Collected data:
Start
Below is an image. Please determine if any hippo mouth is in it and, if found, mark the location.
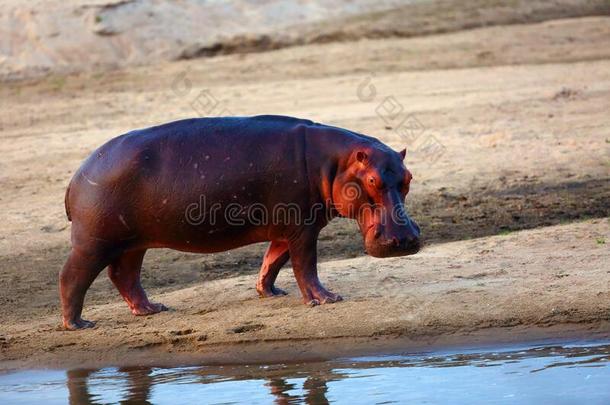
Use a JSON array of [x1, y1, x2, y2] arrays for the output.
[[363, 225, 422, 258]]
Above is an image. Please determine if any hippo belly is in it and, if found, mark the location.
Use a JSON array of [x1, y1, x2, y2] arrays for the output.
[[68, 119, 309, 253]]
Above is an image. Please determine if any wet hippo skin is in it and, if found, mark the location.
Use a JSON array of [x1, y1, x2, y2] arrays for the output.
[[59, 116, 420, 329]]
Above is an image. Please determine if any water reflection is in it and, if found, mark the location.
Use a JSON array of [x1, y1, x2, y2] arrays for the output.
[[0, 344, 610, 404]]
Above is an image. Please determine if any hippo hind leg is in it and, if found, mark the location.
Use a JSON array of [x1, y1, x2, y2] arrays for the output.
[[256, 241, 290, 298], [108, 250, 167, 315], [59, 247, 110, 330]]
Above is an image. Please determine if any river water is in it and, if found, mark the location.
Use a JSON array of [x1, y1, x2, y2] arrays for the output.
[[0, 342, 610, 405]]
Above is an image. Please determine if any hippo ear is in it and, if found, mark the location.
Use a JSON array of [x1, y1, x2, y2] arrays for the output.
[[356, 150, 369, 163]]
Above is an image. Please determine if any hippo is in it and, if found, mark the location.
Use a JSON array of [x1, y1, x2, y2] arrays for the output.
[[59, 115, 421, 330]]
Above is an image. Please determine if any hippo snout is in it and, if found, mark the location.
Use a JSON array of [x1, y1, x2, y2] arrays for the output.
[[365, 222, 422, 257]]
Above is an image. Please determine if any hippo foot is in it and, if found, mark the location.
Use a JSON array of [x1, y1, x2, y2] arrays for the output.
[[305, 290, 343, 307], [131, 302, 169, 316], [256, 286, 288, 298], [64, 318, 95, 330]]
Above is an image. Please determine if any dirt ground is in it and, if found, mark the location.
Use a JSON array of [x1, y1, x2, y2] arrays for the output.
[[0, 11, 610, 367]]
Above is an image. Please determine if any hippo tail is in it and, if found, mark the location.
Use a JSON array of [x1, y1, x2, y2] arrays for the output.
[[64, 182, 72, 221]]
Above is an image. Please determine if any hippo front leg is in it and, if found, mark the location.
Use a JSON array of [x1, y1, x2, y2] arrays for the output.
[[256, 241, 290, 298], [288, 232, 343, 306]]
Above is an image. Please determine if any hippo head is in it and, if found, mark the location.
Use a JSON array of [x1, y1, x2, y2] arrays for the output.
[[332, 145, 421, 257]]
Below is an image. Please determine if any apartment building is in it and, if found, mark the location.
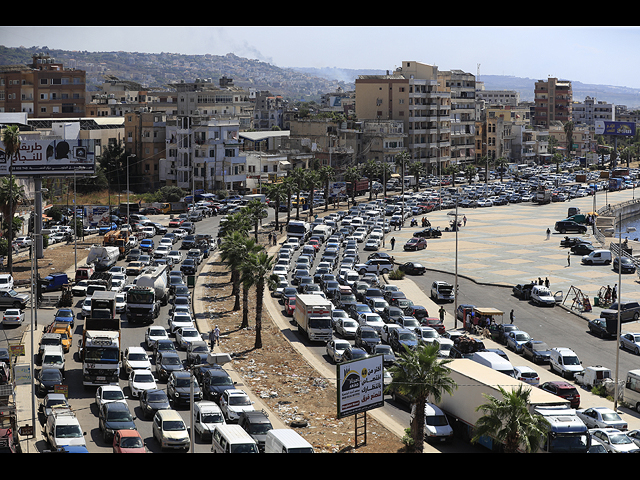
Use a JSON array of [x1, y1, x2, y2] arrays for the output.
End
Start
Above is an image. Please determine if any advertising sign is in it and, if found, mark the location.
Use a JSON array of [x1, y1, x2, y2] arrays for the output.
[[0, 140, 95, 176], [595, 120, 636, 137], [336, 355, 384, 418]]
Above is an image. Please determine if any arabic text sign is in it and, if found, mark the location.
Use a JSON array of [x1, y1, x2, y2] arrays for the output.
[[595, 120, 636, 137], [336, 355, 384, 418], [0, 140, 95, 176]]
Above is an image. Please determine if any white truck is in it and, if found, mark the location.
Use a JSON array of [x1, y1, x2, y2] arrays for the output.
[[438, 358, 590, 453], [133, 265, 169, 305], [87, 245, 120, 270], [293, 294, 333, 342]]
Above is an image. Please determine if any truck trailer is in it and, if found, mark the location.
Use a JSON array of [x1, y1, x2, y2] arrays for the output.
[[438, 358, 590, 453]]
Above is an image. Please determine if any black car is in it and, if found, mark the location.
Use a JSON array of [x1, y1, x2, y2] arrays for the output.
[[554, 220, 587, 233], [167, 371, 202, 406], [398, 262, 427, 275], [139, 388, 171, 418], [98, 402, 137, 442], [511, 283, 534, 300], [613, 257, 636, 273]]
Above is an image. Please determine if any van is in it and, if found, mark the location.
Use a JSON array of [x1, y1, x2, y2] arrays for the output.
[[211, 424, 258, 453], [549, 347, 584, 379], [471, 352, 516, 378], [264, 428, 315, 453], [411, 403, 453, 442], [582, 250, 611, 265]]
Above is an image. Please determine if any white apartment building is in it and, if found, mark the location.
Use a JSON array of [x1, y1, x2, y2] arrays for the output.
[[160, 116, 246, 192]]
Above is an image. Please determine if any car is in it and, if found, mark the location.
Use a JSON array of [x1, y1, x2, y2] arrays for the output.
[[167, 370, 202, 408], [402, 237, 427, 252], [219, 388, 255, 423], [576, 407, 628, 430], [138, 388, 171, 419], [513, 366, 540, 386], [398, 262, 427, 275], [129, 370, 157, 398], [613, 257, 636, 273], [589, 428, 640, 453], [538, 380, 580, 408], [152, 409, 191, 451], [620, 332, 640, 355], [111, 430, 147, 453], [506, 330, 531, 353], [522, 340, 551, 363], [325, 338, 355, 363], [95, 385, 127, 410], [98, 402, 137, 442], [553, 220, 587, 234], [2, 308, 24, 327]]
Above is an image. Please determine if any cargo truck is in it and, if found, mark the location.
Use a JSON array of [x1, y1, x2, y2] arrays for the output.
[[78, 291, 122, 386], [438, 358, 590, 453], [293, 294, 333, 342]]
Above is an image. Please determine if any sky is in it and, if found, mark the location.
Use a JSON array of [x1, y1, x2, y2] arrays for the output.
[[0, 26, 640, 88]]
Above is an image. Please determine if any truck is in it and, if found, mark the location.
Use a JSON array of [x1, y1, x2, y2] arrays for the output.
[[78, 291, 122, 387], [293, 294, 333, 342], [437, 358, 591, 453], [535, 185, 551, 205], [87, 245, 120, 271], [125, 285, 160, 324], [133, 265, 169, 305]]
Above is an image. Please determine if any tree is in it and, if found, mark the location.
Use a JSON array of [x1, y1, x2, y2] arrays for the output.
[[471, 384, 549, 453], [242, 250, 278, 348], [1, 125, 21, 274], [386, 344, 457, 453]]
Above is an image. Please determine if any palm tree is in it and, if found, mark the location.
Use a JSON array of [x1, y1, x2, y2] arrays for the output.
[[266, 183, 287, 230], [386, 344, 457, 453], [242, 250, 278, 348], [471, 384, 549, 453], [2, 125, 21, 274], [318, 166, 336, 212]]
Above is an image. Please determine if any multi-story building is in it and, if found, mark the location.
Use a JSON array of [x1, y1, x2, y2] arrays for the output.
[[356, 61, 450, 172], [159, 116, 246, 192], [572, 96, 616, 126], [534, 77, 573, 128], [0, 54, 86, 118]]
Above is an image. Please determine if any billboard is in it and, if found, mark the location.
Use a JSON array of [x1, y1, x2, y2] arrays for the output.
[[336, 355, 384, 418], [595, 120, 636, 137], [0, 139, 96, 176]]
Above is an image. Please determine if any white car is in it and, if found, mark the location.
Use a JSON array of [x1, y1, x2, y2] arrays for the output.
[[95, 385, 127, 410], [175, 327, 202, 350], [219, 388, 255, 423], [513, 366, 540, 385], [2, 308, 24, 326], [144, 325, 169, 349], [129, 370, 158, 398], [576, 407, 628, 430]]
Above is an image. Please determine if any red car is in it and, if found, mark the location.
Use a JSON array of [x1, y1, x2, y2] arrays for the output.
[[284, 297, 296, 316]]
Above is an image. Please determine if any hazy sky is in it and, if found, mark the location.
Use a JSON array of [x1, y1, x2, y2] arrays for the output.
End
Start
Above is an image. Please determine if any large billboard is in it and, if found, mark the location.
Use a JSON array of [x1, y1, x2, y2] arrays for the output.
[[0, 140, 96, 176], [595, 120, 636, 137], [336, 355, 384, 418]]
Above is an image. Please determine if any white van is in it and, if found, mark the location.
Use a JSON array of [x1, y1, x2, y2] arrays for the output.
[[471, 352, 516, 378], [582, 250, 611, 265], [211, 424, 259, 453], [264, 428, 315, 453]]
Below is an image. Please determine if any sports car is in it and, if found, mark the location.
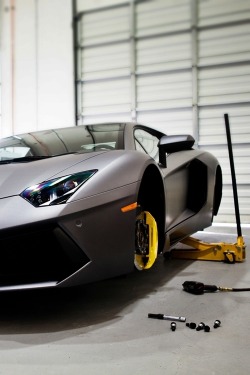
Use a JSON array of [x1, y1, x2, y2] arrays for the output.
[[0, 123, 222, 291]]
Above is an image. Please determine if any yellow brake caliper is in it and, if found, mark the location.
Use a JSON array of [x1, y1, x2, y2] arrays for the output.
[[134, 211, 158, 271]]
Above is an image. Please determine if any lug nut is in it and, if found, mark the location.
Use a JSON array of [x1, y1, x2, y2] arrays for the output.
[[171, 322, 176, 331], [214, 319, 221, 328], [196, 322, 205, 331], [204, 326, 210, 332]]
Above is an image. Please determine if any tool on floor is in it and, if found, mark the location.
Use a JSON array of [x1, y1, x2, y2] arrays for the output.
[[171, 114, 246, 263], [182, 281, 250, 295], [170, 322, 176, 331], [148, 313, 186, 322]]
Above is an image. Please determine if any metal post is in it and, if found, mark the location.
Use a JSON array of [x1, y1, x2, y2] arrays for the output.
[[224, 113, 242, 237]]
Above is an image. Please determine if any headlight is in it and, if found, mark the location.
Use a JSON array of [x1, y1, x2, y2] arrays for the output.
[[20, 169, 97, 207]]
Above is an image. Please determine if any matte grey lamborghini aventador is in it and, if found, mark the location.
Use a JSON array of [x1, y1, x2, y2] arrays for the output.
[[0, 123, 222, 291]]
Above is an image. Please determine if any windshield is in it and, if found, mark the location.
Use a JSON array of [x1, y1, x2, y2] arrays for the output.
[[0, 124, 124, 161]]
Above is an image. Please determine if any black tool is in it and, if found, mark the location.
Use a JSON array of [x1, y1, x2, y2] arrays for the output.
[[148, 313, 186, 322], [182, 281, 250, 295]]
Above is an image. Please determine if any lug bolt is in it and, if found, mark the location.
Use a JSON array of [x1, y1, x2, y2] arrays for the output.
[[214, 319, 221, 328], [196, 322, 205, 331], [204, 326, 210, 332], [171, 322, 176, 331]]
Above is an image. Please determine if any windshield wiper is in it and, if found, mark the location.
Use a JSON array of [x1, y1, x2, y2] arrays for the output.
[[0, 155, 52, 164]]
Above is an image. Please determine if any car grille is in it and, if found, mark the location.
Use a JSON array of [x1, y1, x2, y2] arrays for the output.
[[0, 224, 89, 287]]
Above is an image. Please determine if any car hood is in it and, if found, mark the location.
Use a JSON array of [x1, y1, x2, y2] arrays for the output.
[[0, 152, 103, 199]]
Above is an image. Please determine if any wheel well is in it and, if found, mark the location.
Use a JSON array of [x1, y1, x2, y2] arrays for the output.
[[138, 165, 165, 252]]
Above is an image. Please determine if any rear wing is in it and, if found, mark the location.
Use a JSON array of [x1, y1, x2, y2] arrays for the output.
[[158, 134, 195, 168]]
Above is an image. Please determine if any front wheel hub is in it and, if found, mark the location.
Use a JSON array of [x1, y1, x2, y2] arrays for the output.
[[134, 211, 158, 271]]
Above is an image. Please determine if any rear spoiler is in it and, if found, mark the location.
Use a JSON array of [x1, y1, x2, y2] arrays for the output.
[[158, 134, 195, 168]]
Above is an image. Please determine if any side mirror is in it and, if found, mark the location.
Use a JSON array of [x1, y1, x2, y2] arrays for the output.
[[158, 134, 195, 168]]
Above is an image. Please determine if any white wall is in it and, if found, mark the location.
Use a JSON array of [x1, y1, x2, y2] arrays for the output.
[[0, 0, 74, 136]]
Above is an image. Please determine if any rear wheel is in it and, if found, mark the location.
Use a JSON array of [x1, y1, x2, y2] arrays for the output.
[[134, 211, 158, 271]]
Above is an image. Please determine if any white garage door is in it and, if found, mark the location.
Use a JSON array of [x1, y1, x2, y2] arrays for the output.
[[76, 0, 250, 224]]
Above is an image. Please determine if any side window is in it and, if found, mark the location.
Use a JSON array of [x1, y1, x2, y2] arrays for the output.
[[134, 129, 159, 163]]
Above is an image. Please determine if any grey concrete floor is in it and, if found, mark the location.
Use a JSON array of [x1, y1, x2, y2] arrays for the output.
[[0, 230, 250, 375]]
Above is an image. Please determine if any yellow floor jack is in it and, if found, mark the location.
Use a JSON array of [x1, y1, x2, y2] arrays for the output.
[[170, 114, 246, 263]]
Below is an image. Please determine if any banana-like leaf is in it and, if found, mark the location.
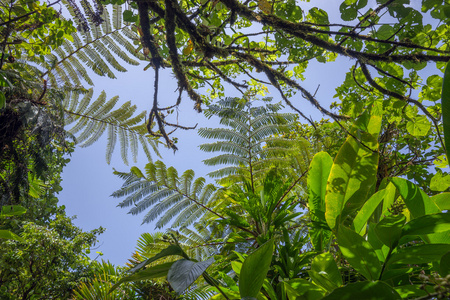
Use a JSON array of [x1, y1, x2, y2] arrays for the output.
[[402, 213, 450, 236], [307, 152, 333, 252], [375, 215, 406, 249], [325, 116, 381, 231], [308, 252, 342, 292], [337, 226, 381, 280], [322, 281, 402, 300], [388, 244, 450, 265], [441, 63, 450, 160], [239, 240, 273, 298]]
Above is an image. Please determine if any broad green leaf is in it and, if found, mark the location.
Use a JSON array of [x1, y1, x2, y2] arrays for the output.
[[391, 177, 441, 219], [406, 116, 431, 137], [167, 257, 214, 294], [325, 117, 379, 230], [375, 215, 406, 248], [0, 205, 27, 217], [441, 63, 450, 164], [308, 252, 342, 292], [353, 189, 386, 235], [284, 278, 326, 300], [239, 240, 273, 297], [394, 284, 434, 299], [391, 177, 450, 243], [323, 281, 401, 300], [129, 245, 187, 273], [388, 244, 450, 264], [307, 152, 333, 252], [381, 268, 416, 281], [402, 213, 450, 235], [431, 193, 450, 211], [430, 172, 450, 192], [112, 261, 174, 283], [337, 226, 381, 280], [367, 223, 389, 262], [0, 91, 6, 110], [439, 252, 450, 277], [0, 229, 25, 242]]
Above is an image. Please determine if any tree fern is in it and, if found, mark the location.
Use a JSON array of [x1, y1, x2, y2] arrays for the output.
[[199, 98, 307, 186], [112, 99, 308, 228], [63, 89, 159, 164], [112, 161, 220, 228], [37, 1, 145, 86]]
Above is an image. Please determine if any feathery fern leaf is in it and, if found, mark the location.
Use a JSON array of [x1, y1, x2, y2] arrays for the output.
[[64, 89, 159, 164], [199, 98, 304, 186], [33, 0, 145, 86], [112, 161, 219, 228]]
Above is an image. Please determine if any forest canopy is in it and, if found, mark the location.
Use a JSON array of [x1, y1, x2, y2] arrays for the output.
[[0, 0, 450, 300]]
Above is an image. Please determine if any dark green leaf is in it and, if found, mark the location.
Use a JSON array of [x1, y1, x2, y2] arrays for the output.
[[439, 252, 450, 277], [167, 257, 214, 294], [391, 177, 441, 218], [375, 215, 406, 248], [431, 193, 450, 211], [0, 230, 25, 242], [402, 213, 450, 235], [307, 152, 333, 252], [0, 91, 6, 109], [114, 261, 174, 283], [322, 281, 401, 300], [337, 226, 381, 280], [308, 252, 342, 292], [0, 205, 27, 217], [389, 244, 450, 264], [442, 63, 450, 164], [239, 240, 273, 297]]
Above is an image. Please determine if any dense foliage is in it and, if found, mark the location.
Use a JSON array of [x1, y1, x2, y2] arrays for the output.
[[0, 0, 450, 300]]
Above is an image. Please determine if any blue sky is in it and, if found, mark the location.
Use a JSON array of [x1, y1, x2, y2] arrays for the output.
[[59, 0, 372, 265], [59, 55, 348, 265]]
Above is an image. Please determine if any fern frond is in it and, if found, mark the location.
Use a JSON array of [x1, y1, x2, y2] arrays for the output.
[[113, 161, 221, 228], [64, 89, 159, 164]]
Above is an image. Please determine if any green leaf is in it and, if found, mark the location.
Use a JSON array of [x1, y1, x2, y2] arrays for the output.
End
• [Your instructions]
Could you write out again only the lines starting with the one containing "Above is an image. Please determine if any truck trailer" and going on through the one containing "308, 24, 327]]", swapping "mark" for "indicate" and leaving everything else unchanged?

• [Task result]
Above is an image. Please determine if any truck trailer is in it and, if found, indicate the location.
Use a JSON array of [x1, y1, x2, y2] arrays for the output.
[[438, 358, 590, 453]]
Above is an image. Please determine if any black car is in it and, if found, indicate the location.
Use a JSON array of [x1, y1, x2, y2] arrays for the output.
[[554, 220, 587, 233], [167, 371, 202, 406], [398, 262, 427, 275], [139, 388, 171, 418], [98, 402, 137, 442], [511, 283, 534, 300], [613, 257, 636, 273]]
Above is an image. Please determine if any van is in it and, if found, indicate the location.
Use a JSON array of [x1, y1, x2, y2] arrays for the output.
[[211, 424, 258, 453], [549, 347, 584, 379], [471, 352, 516, 378], [264, 428, 315, 453], [411, 403, 453, 442], [582, 250, 611, 265]]
Above is an image. Please determine if any white apartment building is in it and, if found, indicate the location.
Use a JSON array of [x1, y1, x2, y2] arrays for the output.
[[160, 116, 246, 192]]
Above is an image. Please determine if any car is in it and, if found, indicate the location.
Use a JSON array of [x1, y1, x2, y2] arrays for the output.
[[167, 370, 202, 408], [402, 237, 427, 252], [219, 388, 255, 423], [576, 407, 628, 430], [138, 388, 171, 419], [513, 366, 540, 386], [398, 262, 427, 275], [129, 370, 157, 398], [613, 257, 636, 273], [589, 428, 640, 453], [538, 380, 580, 408], [152, 409, 191, 451], [620, 332, 640, 355], [111, 430, 147, 453], [506, 330, 531, 353], [522, 340, 551, 363], [325, 338, 355, 363], [95, 385, 127, 410], [98, 402, 137, 442], [553, 220, 587, 234], [2, 308, 24, 327]]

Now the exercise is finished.